Text passage:
^^^^

Elliphant
Popular music has long been a sanctuary for odd birds. But even by those standards, Ellinor Olovsdottir, the unforgettable voice behind such singles as “Down on Life” and “Love Me Badder,” is a rare species. “Society very much tried to change me as a kid,” she says of her upbringing in a pre-gentrified rough neighborhood in southern Stockholm. “They said I was wrong and everything I wanted was wrong.” She escaped as soon as she turned 18, and began traveling the world with a backpack, a notebook, and a desire for experience and defiant self-expression. During that time Elli (the name she prefers) discovered music as yet another super-open creative channel in her brain. Fast forward a few years and she’s adopted the moniker Elliphant, signed to Sweden’s Record Company TEN, followed by Dr. Luke’s Kemosabe Records, put out several hype-stoking EPs, starred in an iPad commercial, and is now preparing to release her long-awaited North American debut, Living Life Golden. “The thing that makes my project special is that I never had a favorite genre and I never had a pretentious idea of my music,” Elli says of her unconventional path. “People have their sound. They have their magic that they’re holding onto, their way of doing things. If I looked at myself like that, I could have been broken really quickly. Instead, I am very free.”

^^^^

Provided information:
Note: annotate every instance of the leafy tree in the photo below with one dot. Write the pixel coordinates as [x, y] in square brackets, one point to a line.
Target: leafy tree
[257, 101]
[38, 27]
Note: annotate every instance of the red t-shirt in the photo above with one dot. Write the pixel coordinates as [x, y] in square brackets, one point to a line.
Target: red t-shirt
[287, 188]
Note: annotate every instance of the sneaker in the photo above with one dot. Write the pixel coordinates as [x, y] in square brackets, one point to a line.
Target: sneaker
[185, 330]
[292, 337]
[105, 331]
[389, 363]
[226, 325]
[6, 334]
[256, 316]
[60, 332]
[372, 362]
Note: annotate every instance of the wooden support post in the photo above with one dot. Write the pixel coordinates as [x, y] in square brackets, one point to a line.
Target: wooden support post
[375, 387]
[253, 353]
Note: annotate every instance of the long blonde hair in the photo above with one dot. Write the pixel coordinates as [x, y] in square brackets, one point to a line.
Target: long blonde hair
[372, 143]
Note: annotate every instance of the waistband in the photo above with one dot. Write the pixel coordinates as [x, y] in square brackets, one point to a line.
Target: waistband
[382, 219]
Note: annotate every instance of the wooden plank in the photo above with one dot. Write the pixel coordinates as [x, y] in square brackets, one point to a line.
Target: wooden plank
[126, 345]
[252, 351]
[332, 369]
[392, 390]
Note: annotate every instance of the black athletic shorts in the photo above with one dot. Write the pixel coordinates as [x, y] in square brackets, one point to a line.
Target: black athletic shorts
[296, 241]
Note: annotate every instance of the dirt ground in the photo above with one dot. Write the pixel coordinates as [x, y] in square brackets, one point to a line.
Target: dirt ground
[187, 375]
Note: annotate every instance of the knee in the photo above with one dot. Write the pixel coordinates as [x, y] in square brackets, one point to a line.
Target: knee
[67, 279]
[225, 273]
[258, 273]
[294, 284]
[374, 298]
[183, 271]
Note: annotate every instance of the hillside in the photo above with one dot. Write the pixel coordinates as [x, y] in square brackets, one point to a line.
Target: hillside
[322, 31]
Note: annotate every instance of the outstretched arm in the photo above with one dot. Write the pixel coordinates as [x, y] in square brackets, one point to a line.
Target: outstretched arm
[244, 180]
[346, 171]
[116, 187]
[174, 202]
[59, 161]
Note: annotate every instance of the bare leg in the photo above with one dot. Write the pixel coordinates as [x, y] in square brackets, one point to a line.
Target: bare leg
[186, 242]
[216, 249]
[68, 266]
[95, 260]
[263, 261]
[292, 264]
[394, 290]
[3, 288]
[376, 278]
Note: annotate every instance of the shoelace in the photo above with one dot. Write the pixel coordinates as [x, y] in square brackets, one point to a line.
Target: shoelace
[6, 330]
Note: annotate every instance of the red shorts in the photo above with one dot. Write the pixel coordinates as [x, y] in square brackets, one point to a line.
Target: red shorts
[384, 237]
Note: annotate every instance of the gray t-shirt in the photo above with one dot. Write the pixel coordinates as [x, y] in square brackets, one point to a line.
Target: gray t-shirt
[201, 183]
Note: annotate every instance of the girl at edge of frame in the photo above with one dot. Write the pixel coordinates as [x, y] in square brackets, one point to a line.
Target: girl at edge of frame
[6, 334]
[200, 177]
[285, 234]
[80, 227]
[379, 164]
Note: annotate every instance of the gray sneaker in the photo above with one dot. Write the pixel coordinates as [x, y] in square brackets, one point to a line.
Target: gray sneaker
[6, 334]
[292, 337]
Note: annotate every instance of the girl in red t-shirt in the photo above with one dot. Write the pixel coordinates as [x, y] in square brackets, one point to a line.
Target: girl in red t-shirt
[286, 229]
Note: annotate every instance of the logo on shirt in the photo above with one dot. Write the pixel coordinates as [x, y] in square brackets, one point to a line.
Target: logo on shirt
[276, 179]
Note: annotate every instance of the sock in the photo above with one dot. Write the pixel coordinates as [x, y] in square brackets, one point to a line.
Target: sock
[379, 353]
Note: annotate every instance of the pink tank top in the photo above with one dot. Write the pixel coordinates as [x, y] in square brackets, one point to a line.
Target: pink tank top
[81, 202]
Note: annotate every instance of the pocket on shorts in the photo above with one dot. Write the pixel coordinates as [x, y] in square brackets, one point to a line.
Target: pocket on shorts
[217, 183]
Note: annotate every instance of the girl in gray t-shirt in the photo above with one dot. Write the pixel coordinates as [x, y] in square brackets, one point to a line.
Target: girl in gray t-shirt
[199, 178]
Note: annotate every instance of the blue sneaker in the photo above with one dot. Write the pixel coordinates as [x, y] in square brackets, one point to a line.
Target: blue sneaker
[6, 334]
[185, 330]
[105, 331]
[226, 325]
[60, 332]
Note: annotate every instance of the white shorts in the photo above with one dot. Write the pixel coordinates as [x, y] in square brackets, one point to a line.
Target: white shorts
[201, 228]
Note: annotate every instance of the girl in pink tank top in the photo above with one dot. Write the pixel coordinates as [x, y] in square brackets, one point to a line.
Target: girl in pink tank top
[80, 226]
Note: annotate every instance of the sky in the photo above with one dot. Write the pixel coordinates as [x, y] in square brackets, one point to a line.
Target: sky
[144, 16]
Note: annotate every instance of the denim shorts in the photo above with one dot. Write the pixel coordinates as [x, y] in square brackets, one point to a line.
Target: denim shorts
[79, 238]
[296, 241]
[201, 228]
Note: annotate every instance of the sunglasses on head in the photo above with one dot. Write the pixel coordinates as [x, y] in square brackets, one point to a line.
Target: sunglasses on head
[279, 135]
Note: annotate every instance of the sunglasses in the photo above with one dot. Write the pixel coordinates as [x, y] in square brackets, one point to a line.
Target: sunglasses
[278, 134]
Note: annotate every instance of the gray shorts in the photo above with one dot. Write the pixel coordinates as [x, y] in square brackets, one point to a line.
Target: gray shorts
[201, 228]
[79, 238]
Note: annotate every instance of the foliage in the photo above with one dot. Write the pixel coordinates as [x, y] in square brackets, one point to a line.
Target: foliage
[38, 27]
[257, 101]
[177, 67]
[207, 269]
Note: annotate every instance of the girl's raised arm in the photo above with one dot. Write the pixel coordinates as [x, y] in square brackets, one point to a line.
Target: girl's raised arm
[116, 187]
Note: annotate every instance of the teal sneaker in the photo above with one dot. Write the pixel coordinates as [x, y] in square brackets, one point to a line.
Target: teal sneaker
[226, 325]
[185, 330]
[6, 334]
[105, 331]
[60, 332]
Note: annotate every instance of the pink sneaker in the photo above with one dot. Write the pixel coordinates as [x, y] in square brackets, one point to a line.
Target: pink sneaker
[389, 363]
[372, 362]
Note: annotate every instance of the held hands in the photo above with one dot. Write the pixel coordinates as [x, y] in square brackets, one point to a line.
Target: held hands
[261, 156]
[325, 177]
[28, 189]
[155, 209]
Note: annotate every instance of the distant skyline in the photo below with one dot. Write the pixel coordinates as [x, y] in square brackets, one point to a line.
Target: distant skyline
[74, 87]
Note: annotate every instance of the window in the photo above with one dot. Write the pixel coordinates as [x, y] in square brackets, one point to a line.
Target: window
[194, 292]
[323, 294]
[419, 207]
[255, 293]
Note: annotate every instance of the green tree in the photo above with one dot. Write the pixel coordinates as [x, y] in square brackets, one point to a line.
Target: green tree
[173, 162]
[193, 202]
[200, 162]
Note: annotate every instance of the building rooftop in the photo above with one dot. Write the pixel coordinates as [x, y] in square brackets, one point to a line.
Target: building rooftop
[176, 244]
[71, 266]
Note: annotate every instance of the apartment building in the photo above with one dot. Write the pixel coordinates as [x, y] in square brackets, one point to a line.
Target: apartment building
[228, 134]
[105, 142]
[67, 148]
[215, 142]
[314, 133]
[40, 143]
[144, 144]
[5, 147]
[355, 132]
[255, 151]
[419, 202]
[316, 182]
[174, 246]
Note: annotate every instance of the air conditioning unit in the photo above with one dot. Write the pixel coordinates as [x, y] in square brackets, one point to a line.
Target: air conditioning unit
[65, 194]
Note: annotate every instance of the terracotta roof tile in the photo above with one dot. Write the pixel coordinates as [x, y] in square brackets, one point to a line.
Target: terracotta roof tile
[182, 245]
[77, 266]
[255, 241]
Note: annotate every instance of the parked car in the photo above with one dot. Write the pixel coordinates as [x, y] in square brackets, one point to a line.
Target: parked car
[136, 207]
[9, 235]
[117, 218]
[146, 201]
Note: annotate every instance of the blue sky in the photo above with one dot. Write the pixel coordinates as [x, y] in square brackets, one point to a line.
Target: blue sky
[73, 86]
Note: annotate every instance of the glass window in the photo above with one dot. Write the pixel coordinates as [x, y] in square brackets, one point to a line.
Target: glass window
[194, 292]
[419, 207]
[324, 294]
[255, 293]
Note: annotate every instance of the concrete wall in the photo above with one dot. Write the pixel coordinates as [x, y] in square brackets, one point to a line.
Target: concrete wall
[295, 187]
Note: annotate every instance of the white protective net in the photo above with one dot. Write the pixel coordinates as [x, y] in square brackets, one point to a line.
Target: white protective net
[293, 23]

^^^^

Task instructions: Write what comes next in the profile of Elliphant, picking up after its final sentence. The listing above was taken from a different source than the Elliphant passage.

Result of the task:
Elli’s unconventional, free-spirited approach to life and art may set her apart in the pop world, but given the response to her music thus far, it appears to be exactly what the pop world has been waiting to hear. From the moment she released her first single, the deliciously cheeky, lo-fi “Tekkno Scene” to her most recent banger “Step Down,” there’s been an unrelenting clamor to define and categorize her unique, rasta-pop meets hip-hop meets dance hall sound. She’s been compared to MIA, toured the world with Charli XCX, and counts everyone from Diplo to Skrillex to TV On the Radio’s Dave Sitek as a collaborators and creative co-conspirators. And then, of course, there’s Dr. Luke. “He’s a very, very spacey businessman and I like spacey businesspeople,” she says. “I had an opportunity to work with him, I liked him, so I did it.” For Elli, literally everything she does, from what she puts on in the morning — it might be Adidas sandals with socks and gym shorts or a skin-tight, day-glo tank dress — to what she creates in the studio is entirely about gut instinct and feeling. As a result, she has no limits. “I can work with anyone,” she says. “When people go into a session with some really cool musician and are like, ‘Nah, it’s not really my sound,’ I’m like, ‘That’s so weird!’” As long as she’s feeling it, everything is Elliphant’s type of music, and it’s exactly that diversity she showcases on Living Life Golden.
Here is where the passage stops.